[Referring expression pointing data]
((

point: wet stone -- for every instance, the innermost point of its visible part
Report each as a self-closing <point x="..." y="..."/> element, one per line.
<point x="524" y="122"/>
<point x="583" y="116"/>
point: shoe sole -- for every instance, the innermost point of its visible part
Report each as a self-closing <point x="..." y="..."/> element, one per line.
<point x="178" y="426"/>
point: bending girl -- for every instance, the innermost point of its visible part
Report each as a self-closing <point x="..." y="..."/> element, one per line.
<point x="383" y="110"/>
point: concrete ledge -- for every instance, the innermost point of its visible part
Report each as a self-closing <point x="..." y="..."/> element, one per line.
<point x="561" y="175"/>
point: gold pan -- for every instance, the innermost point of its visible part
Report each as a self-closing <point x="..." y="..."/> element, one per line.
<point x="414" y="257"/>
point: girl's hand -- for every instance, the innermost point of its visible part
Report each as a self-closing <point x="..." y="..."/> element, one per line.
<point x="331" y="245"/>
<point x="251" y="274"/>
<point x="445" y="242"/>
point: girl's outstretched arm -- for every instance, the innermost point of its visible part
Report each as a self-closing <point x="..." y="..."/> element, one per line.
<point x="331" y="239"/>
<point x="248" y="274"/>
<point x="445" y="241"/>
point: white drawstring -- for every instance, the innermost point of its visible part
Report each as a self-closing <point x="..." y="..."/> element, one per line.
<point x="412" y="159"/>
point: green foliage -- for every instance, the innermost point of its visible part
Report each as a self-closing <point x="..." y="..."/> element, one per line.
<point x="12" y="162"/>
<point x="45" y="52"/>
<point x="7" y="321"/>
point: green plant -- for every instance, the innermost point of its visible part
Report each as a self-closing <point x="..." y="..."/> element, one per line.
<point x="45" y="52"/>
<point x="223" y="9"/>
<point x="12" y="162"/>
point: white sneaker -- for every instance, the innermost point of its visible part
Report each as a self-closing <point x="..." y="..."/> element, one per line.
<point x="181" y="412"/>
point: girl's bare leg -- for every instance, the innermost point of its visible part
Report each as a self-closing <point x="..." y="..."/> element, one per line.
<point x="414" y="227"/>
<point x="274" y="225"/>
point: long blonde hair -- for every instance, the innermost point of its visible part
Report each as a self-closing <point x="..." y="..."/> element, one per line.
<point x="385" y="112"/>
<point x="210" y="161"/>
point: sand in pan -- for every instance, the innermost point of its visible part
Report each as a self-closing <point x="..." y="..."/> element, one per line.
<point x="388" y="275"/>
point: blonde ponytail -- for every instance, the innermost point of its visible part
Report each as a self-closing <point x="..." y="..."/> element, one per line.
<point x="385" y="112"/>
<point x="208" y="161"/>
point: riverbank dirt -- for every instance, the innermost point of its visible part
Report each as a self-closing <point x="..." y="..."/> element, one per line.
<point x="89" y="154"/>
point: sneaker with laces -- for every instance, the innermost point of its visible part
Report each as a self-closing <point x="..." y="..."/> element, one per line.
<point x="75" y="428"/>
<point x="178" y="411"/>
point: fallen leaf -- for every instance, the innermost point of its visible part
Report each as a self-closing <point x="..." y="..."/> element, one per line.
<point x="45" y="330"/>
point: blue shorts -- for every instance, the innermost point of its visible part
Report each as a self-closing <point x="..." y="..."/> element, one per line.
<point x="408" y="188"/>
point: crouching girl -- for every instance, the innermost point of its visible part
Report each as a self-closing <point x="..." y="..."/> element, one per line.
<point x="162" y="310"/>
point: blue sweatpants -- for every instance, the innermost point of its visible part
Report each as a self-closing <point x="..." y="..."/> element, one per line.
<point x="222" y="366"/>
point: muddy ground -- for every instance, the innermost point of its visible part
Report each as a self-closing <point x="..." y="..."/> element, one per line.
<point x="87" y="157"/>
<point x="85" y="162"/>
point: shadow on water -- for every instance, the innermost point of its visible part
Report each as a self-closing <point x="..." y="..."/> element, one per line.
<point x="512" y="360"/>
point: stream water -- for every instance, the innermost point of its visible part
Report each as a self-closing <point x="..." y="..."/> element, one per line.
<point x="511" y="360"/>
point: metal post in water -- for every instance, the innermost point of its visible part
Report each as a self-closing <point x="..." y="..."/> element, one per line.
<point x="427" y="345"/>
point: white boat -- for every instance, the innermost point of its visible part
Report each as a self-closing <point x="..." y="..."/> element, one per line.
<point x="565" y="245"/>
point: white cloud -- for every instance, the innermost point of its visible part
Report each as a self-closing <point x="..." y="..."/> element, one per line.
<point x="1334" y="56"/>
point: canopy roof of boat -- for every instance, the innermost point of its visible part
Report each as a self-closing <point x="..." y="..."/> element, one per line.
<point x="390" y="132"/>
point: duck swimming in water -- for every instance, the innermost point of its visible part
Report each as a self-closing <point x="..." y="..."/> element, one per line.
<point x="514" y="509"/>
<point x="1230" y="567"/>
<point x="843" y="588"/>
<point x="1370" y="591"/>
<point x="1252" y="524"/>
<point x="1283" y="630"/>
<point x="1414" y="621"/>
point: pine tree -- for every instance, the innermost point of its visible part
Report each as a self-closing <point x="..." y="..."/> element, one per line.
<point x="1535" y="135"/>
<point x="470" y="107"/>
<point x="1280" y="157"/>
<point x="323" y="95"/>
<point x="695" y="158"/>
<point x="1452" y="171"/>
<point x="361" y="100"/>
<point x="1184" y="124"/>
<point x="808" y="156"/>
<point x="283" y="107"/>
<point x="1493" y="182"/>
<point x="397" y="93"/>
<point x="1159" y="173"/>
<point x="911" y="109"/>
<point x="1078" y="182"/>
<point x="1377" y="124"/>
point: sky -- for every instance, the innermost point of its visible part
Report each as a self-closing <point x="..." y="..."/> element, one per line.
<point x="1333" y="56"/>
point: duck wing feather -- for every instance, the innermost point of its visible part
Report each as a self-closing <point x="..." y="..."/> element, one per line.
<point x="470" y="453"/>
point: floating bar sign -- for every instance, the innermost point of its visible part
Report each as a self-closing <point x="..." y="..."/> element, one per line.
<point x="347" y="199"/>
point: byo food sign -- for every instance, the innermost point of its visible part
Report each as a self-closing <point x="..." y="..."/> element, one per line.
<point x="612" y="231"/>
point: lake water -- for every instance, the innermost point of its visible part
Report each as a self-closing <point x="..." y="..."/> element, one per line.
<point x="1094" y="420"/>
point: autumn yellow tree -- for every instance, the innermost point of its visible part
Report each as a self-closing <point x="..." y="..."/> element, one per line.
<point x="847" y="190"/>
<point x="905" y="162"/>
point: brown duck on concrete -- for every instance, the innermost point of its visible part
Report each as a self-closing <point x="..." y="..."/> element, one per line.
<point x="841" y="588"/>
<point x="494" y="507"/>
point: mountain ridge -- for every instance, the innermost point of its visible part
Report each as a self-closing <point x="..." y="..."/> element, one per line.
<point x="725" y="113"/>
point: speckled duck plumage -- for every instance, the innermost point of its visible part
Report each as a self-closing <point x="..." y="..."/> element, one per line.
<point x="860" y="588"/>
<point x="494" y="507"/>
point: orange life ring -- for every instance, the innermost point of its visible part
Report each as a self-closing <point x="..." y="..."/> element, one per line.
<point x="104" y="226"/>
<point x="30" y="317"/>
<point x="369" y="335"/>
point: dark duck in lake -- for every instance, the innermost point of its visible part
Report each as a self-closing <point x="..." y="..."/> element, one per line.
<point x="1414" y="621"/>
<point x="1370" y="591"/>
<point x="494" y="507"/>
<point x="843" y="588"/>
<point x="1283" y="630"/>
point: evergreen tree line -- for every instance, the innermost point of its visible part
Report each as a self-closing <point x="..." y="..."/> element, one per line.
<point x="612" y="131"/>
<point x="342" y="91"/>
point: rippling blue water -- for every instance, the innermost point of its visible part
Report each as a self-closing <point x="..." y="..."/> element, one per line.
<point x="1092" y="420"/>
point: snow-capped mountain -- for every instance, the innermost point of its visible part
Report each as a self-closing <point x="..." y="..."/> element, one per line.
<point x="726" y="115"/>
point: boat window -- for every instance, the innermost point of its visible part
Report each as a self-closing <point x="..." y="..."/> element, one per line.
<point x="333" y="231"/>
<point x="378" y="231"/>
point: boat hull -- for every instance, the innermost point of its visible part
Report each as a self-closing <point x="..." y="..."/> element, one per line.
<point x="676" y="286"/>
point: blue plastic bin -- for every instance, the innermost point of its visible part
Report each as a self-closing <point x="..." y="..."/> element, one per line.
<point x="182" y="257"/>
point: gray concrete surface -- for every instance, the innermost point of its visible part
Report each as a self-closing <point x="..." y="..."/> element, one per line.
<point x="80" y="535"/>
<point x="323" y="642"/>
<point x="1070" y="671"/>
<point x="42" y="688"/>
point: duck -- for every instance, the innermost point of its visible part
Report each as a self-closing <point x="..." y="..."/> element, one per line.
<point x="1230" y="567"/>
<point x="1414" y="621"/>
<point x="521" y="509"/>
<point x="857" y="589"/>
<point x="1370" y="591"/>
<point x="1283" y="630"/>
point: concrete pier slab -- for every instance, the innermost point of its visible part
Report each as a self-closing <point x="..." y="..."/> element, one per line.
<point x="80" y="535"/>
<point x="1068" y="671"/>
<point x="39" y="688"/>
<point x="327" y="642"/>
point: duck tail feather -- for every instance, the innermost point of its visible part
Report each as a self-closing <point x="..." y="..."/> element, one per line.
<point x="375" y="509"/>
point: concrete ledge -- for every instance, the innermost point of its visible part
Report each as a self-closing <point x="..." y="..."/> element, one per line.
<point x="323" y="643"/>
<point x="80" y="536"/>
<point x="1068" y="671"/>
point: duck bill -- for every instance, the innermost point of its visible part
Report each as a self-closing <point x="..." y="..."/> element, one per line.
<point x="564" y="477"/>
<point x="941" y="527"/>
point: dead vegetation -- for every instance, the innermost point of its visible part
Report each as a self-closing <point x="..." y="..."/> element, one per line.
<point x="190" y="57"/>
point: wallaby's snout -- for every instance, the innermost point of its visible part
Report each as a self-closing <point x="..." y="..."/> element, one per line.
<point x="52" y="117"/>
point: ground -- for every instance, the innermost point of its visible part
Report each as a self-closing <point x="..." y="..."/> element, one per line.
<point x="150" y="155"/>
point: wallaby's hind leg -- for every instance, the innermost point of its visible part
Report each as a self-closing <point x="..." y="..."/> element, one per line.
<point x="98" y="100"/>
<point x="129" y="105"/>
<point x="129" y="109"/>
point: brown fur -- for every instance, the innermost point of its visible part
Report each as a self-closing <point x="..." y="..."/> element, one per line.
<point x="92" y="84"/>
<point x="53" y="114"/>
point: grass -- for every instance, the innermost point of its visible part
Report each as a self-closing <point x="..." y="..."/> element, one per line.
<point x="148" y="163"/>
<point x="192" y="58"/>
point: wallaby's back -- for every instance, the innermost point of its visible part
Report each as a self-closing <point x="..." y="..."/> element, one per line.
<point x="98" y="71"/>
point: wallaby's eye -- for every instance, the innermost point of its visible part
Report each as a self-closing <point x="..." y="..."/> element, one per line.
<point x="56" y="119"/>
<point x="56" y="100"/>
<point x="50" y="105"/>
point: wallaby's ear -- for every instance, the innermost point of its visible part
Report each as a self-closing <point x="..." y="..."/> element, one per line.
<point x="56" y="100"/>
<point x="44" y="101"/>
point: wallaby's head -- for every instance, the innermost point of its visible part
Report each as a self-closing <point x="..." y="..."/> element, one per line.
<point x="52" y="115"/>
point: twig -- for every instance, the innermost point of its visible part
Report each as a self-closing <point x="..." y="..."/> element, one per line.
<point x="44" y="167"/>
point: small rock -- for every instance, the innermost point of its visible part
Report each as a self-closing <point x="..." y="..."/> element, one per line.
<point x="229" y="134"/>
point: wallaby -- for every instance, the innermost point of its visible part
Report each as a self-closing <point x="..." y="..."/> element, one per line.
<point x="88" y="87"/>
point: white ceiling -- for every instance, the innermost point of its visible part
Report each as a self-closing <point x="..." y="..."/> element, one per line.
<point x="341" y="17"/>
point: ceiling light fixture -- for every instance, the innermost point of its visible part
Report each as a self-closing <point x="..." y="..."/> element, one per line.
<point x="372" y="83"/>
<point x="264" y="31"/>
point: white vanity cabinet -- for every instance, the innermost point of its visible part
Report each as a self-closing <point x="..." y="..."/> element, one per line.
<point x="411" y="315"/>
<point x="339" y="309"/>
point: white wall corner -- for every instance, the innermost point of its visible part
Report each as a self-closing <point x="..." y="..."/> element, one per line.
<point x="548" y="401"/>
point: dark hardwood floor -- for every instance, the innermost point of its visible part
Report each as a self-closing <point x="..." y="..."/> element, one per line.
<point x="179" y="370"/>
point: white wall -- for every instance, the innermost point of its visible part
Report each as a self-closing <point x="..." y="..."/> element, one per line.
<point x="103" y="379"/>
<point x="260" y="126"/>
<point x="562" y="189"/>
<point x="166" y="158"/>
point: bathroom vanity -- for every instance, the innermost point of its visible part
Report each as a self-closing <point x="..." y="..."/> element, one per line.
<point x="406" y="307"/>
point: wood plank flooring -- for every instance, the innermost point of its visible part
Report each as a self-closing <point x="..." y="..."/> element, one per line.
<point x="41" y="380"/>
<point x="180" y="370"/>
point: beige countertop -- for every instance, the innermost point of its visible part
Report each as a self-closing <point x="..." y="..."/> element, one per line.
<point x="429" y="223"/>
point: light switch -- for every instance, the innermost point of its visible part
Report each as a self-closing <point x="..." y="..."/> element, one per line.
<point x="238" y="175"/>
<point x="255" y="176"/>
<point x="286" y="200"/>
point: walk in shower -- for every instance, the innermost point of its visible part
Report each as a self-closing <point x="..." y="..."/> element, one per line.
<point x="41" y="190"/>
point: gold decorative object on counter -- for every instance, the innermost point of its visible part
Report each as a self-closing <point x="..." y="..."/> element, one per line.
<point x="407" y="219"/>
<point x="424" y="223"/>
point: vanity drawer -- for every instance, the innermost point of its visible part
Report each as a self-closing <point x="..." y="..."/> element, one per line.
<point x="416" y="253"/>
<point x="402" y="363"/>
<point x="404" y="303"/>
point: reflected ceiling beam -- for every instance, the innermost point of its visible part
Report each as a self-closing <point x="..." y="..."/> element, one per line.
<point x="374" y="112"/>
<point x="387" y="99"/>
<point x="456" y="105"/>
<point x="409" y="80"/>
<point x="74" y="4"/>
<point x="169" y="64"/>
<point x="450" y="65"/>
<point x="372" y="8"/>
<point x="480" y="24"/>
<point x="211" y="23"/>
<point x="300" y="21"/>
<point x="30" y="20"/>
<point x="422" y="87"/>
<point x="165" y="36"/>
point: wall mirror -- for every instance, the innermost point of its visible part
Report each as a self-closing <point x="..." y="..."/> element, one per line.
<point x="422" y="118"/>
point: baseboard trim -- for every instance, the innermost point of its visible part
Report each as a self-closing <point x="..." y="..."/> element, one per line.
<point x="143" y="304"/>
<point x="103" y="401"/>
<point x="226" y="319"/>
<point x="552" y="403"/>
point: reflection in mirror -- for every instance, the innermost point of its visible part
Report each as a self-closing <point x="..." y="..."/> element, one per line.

))

— Required action —
Among the lines above, which ones include the word "sneaker"? Copy them.

— Task answer —
point: white sneaker -- for every instance, the innermost point of its visible part
point: sneaker with laces -- for every instance, the innermost point of its visible part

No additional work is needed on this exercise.